Selected excerpt –
= = = = = = =
# Get Out And Explore! > Tech Section >  Ecgreen!!!!  You need this!!!!!

## mtyler11

Sean, you REEALLY need one of these!!!!

the price is a bit more than I'd like to pay, but HEY, he came up with it and materials/production cost money...

----------


## Posimoto

Looks very easy to make.

----------


## ecgreen

Just watched that video the other day. Might be my future!

----------


## mtyler11

> Looks very easy to make.


as easy as a 1.5 - 2" angle iron and a big drill bit...

but would it have the waaayy cool lazer etching?

----------


## Sloth

Check this one out, that one above looks like it might be Jeep specific. And you'd still need something the measure caster/ camber. This one has everything you'd need. 

http://www.wheelalignmenttools.com/p...gnment-system/

----------


## Posimoto

Caster 
https://www.lowes.com/pd/swanson-too...EaAiXSEALw_wcB

Camber 
No adjustment needed.

Jeep CJ

----------


## Sloth

> Caster 
> https://www.lowes.com/pd/swanson-too...EaAiXSEALw_wcB
> 
> Camber 
> No adjustment needed.
> 
> Jeep CJ


He's got a Toyota with IFS. Camber/ caster are interdependent since they are adjusted via cams on the lca. Def need to measure both on Toyota ifs so it doesn't handle like garbage.
= = = = = = =
Listing –
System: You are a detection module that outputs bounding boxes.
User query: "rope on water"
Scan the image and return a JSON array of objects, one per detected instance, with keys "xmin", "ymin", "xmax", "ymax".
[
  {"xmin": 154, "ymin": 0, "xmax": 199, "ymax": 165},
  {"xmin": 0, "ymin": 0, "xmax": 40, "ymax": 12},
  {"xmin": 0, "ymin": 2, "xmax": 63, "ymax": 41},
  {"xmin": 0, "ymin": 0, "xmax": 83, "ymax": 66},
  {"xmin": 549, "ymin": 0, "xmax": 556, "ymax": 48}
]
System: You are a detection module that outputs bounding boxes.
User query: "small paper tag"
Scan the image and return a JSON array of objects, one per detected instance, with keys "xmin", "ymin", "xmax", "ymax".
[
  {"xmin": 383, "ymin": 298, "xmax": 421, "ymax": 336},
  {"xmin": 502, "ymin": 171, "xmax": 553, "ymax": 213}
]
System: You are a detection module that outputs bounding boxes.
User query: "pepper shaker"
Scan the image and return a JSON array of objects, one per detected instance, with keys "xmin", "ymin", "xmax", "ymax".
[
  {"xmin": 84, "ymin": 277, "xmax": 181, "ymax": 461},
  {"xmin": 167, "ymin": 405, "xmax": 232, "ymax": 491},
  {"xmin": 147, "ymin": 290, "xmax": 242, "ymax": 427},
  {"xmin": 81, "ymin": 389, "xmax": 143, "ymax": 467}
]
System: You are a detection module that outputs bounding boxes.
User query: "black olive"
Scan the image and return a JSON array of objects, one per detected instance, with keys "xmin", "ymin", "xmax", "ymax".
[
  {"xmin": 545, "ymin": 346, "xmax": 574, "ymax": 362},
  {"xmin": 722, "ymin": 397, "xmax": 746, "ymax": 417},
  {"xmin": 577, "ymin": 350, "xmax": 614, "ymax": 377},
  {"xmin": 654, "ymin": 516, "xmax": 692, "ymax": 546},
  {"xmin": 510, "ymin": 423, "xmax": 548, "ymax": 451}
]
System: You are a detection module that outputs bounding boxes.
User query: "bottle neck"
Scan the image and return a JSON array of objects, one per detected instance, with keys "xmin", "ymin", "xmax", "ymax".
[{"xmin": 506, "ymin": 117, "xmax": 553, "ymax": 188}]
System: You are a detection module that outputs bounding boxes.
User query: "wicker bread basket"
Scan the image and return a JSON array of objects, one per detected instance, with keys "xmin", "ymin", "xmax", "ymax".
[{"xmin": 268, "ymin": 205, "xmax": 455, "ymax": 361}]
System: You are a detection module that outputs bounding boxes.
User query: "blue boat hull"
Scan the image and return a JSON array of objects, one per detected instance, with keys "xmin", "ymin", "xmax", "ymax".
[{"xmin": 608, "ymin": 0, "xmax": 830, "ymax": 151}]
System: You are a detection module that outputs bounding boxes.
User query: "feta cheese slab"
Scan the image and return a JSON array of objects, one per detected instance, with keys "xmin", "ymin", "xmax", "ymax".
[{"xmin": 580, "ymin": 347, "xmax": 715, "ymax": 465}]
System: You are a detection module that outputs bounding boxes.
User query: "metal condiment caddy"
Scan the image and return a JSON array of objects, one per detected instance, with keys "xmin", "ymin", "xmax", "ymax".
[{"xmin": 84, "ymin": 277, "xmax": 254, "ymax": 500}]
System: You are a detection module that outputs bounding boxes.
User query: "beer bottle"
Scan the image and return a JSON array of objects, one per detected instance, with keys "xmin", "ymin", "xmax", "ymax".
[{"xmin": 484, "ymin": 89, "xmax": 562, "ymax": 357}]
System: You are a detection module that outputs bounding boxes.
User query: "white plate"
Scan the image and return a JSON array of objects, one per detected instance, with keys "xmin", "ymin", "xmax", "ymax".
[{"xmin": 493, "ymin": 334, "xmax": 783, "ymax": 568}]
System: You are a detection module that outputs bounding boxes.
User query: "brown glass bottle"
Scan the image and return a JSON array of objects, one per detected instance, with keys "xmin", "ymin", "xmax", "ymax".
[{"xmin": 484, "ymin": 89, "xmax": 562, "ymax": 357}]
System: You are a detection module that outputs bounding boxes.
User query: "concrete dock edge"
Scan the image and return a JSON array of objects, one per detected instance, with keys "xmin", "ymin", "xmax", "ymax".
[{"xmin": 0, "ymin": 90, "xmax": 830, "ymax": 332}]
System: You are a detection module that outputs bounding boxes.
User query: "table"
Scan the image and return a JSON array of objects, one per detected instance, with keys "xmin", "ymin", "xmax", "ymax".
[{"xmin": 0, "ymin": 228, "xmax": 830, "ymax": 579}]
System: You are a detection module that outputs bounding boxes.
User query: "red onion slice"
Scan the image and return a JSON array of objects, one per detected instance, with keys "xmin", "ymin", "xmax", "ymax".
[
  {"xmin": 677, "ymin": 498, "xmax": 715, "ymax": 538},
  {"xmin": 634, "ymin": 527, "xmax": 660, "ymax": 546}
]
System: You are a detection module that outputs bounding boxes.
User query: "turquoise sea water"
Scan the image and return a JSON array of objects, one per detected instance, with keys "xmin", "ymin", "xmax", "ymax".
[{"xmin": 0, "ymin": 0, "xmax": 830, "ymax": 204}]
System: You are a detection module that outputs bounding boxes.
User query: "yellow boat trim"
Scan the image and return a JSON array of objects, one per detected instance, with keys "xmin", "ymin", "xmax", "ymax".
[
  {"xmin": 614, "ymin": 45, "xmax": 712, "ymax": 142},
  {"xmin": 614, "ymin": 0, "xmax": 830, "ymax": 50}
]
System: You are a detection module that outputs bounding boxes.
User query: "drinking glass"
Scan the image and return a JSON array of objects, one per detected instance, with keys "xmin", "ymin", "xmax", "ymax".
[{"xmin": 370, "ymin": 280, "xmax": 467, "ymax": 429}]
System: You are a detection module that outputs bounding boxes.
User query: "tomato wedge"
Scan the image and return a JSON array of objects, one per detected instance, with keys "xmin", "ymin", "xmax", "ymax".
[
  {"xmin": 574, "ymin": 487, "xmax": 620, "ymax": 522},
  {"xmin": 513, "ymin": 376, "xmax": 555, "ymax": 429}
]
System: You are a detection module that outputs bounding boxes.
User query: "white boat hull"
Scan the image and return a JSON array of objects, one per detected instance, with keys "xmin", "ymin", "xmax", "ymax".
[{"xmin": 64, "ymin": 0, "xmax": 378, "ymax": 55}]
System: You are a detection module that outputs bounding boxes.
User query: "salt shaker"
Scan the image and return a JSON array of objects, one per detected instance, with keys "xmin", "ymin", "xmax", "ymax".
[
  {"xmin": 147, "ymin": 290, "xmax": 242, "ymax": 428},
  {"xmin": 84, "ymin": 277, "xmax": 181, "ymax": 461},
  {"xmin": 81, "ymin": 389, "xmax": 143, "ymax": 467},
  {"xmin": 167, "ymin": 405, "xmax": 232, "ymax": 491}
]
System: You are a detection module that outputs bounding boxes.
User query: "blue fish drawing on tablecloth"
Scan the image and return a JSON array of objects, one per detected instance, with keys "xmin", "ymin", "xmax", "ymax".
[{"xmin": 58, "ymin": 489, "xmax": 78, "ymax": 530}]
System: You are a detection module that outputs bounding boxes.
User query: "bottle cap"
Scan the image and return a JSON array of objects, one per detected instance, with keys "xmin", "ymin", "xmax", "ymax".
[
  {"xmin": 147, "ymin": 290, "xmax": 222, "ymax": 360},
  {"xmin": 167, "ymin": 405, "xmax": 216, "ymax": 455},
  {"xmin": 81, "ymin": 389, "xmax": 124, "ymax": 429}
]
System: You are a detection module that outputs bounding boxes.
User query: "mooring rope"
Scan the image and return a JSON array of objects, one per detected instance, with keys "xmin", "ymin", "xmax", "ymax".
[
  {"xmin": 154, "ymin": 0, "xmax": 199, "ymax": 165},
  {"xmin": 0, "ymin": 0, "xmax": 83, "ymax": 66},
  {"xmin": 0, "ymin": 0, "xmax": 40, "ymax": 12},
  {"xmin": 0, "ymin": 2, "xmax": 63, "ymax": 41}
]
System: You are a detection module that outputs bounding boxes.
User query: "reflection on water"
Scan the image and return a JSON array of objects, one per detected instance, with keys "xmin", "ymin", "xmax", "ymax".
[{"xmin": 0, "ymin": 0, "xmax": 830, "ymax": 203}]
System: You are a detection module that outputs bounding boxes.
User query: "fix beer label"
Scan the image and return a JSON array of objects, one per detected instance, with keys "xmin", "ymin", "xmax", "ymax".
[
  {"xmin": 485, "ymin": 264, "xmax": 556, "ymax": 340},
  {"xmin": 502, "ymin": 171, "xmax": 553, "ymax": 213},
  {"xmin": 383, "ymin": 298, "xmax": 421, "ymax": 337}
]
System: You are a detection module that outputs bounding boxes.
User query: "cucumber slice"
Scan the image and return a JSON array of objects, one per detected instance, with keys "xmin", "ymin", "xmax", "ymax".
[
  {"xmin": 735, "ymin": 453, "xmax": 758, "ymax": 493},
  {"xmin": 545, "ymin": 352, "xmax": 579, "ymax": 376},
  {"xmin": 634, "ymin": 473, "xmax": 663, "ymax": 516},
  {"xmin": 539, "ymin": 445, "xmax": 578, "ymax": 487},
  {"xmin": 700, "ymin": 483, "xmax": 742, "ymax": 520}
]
= = = = = = =
Problems to work on –
[a] Summarize the forum thread in two sentences.
[b] Please return everything in the forum thread from "as easy as a" down to "everything you'd need.".
[c] List every username that appears as a poster in the forum thread, counting each one once.
The rows are separate material and have nothing to do with the forum thread.

Solution list –
[a] mtyler11 tells Sean he really needs a tool whose price is a bit high, Posimoto says it looks very easy to make, and mtyler11 answers that it takes only an angle iron and a big drill bit. Sloth points to a different system because the first one may be Jeep specific and you'd still need to measure caster and camber, then explains that on a Toyota with IFS the two are interdependent, so both must be measured.

[b]
as easy as a 1.5 - 2" angle iron and a big drill bit...

but would it have the waaayy cool lazer etching?

----------


## Sloth

Check this one out, that one above looks like it might be Jeep specific. And you'd still need something the measure caster/ camber. This one has everything you'd need.

[c]
mtyler11
Posimoto
ecgreen
Sloth